## What you have to do
Lines before the one containing "For the evaluation set, indicate each instance of the brick" are excluded; print that line and every line after it through the end of the material below, exactly.

START Records for this task

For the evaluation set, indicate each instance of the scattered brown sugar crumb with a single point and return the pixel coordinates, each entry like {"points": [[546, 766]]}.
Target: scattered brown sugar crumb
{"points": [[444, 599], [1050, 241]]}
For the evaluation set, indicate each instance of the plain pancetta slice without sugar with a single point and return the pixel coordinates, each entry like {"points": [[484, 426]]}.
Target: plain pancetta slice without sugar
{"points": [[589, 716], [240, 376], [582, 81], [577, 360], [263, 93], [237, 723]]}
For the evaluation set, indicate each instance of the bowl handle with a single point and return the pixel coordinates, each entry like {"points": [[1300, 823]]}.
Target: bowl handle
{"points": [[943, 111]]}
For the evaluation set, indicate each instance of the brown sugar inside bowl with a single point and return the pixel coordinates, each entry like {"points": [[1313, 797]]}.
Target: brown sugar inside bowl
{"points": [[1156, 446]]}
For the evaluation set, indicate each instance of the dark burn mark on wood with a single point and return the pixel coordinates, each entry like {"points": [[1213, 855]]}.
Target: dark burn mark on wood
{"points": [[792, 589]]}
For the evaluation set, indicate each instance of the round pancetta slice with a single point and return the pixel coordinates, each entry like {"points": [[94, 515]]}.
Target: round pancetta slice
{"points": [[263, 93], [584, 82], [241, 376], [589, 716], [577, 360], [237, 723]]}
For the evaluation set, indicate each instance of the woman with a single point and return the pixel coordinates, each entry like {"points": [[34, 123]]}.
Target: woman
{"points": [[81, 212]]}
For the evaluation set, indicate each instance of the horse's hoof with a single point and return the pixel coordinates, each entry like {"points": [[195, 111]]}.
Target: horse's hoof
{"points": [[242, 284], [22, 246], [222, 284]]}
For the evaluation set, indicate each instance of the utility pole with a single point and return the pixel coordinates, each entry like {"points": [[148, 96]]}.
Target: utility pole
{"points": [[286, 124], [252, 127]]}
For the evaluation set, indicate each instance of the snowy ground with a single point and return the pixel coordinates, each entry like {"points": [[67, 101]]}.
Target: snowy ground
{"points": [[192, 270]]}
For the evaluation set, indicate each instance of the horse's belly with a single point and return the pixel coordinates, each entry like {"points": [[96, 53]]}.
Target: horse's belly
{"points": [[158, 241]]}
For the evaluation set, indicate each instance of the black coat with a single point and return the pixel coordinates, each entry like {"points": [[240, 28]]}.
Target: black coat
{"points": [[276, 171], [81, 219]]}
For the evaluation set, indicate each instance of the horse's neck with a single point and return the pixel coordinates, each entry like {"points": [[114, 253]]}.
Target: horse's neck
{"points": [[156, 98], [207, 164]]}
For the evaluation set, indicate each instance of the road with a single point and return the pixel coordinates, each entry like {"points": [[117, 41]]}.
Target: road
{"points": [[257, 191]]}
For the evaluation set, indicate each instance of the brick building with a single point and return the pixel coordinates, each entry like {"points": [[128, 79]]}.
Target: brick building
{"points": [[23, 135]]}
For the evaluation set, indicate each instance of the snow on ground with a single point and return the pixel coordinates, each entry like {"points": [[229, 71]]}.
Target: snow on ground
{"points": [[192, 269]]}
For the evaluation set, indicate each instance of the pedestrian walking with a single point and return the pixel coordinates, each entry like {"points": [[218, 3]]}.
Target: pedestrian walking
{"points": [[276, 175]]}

END Records for this task

## Answer to the exercise
For the evaluation set, indicate each instance of the brick building with a single point and return the pixel coordinates, each entry like {"points": [[128, 79]]}.
Target: brick building
{"points": [[23, 135]]}
For the evaluation set, indicate each instance of the snow on ground with a single point and return the pixel coordinates, each entry like {"points": [[229, 71]]}.
Target: snow on ground
{"points": [[192, 269]]}
For the evaluation set, indicate each instance of the pedestrian walking with a single point and return the pixel coordinates, each entry like {"points": [[218, 3]]}.
Target: pedestrian walking
{"points": [[276, 175]]}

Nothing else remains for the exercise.